# Objectif A:
Dénombrez les lignes des entrées qui contiennent la chaîne "double". Indiquez seulement ce nombre.
=== Source ===
Dans notre premier article consacré à ce sujet, nous abordons les préjugés physiques et comportementaux. Ces préjugés qui reviennent à cette fameuse phrase “ils sont tous les mêmes”.

1. LES NOIRS SONT BÊTES, PARESSEUX ET MOINS CIVILISÉS

Quand on parle d’une personne noire, les stéréotypes qui reviennent le plus souvent sur la table tiennent au fait que l’Homme Noir serait   “plus bête”, “plus paresseux“ et  “moins civilisé” [2].

La raison historique d’une telle conception de l’Homme noir remonte à la colonisation, période durant laquelle les colons justifiaient leur arrivée en Afrique comme un moyen de diffuser leur savoir et leur développement sociétal  à des Africains qui, selon eux, manquaient de connaissances et de techniques alors qu’ils vivaient sur des ressources importantes (comme l’or, le pétrole, les minéraux, etc.) [3]. Nous avons d’ailleurs déjà tous entendus des “blagues” comparant les personnes noires à des singes, rabaissant ainsi inconsciemment ou consciemment les capacités intellectuelles de l’Homme noir à celles d’un animal et renforçant ce préjugé selon lequel le Noir est moins civilisé [4]. 

Ce préjugé a notamment un impact direct sur l’emploi et le logement. En effet, une personne noire se trouvera confrontée à davantage de difficultés pour trouver du travail, et ce malgré ses qualifications [5]. Même une fois embauchée, elle peut continuer à subir un traitement plus sévère que ses collègues [6]. Dans la quête d’un logement, de nombreux témoignages démontrent que les noirs sont confrontés à des refus car ils sont considérés comme trop bruyants ou inappropriés [7].

2. LES ARABES SONT DES TERRORISTES

Concernant la communauté maghrébine, les mêmes types de préjugés reviennent. Ils sont décrits comme étant des “ menaces”, voulant uniquement vivre avec leur communauté, ils ne s’intégreraient pas et seraient fainéants [8]. 

En plus d’être très souvent considérés commes des voleurs [9], les personnes maghrébines sont largement assimilés à des “poseurs de bombes” dès qu’elles ont de la barbe ou pratiquent la religion musulmane. Davantage encore depuis les derniers attentats, non seulement Islam et arabes sont automatiquement assimilés mais Islam et terrorisme le sont également. On ne différencie plus l’ethnie, la culture, et la religion [10].

On assimile  aussi la femme voilée au danger. Sous couvert de l’excuse selon laquelle le port du voile serait synonyme d’oppression et ne serait pas le fruit du choix de la femme, le voile devient une réprésentation de la religion musulmane extrémiste et du terrorisme [10] (Nous ferons un prochain post sur le sujet du port du voile).
===
# Objectif B:
Transcrivez fidèlement le passage de l'article sur les préjugés, de "Concernant la communauté" à "la religion [10].".
=== Entrées fournies ===
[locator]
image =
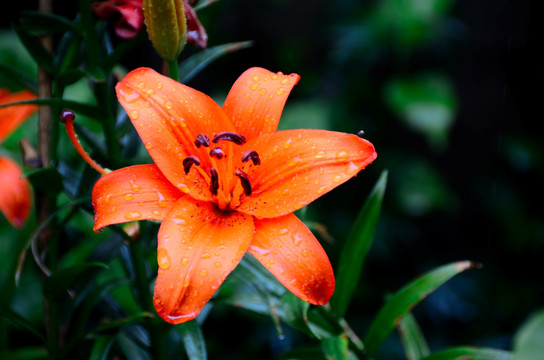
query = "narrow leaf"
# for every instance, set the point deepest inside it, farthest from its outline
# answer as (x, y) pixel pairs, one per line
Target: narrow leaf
(471, 353)
(32, 44)
(415, 345)
(61, 280)
(18, 320)
(42, 23)
(101, 347)
(356, 248)
(192, 66)
(193, 340)
(336, 348)
(405, 299)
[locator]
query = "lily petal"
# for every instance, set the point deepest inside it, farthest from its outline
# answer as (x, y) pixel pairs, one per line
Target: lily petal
(12, 116)
(298, 166)
(256, 100)
(169, 116)
(198, 246)
(289, 250)
(132, 193)
(15, 195)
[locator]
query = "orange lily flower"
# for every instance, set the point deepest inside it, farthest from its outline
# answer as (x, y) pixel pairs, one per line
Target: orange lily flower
(15, 196)
(225, 182)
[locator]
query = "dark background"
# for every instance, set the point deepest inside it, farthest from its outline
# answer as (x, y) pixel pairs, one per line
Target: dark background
(481, 190)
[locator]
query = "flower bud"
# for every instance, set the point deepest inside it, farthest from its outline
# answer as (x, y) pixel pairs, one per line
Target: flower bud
(166, 26)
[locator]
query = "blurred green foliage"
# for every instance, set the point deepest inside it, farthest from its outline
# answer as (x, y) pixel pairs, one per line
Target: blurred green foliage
(442, 88)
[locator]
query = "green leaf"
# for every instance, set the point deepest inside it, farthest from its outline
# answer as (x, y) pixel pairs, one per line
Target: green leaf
(356, 248)
(47, 179)
(528, 344)
(193, 65)
(415, 345)
(472, 353)
(35, 48)
(18, 77)
(193, 340)
(101, 347)
(336, 348)
(296, 312)
(42, 23)
(399, 304)
(61, 280)
(18, 320)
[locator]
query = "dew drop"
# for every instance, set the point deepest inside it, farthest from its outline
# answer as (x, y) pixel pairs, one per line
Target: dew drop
(133, 215)
(184, 188)
(342, 155)
(320, 154)
(352, 168)
(163, 259)
(288, 143)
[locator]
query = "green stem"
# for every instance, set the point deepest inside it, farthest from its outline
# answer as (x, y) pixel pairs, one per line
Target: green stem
(156, 329)
(173, 71)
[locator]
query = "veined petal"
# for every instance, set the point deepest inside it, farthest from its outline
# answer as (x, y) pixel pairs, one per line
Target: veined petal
(133, 193)
(168, 117)
(198, 246)
(298, 166)
(15, 194)
(12, 116)
(289, 250)
(256, 100)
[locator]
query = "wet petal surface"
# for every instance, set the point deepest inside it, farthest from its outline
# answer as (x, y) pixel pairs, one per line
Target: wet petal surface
(198, 246)
(133, 193)
(289, 250)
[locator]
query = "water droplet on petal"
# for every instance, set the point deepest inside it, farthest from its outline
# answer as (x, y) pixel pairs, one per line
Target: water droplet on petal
(342, 155)
(163, 259)
(320, 154)
(133, 215)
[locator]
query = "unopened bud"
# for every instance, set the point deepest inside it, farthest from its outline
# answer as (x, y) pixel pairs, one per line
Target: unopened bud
(166, 26)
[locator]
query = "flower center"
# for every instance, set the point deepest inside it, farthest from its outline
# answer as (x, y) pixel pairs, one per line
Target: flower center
(226, 183)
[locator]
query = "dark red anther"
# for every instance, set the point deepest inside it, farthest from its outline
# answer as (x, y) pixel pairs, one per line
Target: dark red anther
(202, 140)
(253, 156)
(67, 115)
(189, 161)
(217, 153)
(230, 136)
(244, 180)
(214, 184)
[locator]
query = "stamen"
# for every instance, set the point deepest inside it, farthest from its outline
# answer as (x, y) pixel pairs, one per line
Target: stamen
(230, 136)
(217, 153)
(189, 161)
(253, 156)
(214, 181)
(67, 117)
(202, 140)
(244, 180)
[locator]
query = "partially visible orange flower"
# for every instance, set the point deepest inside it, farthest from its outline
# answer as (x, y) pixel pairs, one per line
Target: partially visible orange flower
(130, 18)
(15, 194)
(225, 182)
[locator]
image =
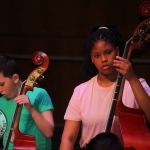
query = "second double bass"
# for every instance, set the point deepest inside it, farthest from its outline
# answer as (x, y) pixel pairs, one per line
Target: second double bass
(26, 129)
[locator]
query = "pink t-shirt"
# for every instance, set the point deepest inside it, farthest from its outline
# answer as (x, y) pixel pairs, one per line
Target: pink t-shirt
(90, 103)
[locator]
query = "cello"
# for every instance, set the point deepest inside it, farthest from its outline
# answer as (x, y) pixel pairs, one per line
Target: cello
(23, 141)
(133, 126)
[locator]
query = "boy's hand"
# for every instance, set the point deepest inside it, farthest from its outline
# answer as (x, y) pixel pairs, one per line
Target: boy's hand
(23, 99)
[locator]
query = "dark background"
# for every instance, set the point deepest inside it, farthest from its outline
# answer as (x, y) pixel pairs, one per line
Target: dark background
(59, 28)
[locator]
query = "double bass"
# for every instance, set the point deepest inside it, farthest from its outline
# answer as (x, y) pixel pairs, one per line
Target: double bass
(133, 126)
(23, 141)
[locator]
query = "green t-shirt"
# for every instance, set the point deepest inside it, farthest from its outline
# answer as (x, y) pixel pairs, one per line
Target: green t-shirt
(41, 101)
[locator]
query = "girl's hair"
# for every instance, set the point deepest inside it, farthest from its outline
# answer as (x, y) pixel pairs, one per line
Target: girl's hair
(105, 32)
(8, 66)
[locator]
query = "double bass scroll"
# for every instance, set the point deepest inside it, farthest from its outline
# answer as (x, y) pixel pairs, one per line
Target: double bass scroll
(23, 141)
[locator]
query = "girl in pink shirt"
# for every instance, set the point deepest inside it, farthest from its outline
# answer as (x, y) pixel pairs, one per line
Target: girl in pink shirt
(90, 103)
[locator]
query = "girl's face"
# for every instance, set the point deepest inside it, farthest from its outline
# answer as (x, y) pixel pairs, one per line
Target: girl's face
(102, 55)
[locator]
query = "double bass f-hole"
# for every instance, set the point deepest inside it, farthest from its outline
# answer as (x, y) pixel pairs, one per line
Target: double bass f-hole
(20, 140)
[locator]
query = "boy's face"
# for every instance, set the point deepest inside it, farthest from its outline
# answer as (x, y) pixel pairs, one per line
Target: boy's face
(8, 86)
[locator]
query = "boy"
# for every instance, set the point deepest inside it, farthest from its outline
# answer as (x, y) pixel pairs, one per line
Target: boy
(37, 111)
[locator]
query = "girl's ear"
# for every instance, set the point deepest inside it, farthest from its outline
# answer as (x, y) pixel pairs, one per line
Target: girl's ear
(15, 78)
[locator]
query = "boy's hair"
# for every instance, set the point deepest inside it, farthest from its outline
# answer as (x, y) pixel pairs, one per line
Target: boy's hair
(105, 141)
(8, 66)
(105, 32)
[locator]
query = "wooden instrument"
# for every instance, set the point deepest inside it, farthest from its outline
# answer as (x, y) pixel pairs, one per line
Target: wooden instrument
(24, 141)
(134, 130)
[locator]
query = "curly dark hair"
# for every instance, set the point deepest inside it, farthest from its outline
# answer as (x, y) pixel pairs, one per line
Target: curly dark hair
(110, 34)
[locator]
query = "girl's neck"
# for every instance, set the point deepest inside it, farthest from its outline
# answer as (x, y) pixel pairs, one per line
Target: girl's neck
(106, 80)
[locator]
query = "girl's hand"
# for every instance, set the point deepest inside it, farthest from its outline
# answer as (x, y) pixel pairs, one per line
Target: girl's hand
(124, 67)
(23, 99)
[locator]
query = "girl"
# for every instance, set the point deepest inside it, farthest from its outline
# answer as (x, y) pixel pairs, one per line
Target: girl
===
# Réponse attendue A:
8

# Réponse attendue B:
Concernant la communauté maghrébine, les mêmes types de préjugés reviennent. Ils sont décrits comme étant des “ menaces”, voulant uniquement vivre avec leur communauté, ils ne s’intégreraient pas et seraient fainéants [8]. 

En plus d’être très souvent considérés commes des voleurs [9], les personnes maghrébines sont largement assimilés à des “poseurs de bombes” dès qu’elles ont de la barbe ou pratiquent la religion musulmane. Davantage encore depuis les derniers attentats, non seulement Islam et arabes sont automatiquement assimilés mais Islam et terrorisme le sont également. On ne différencie plus l’ethnie, la culture, et la religion [10].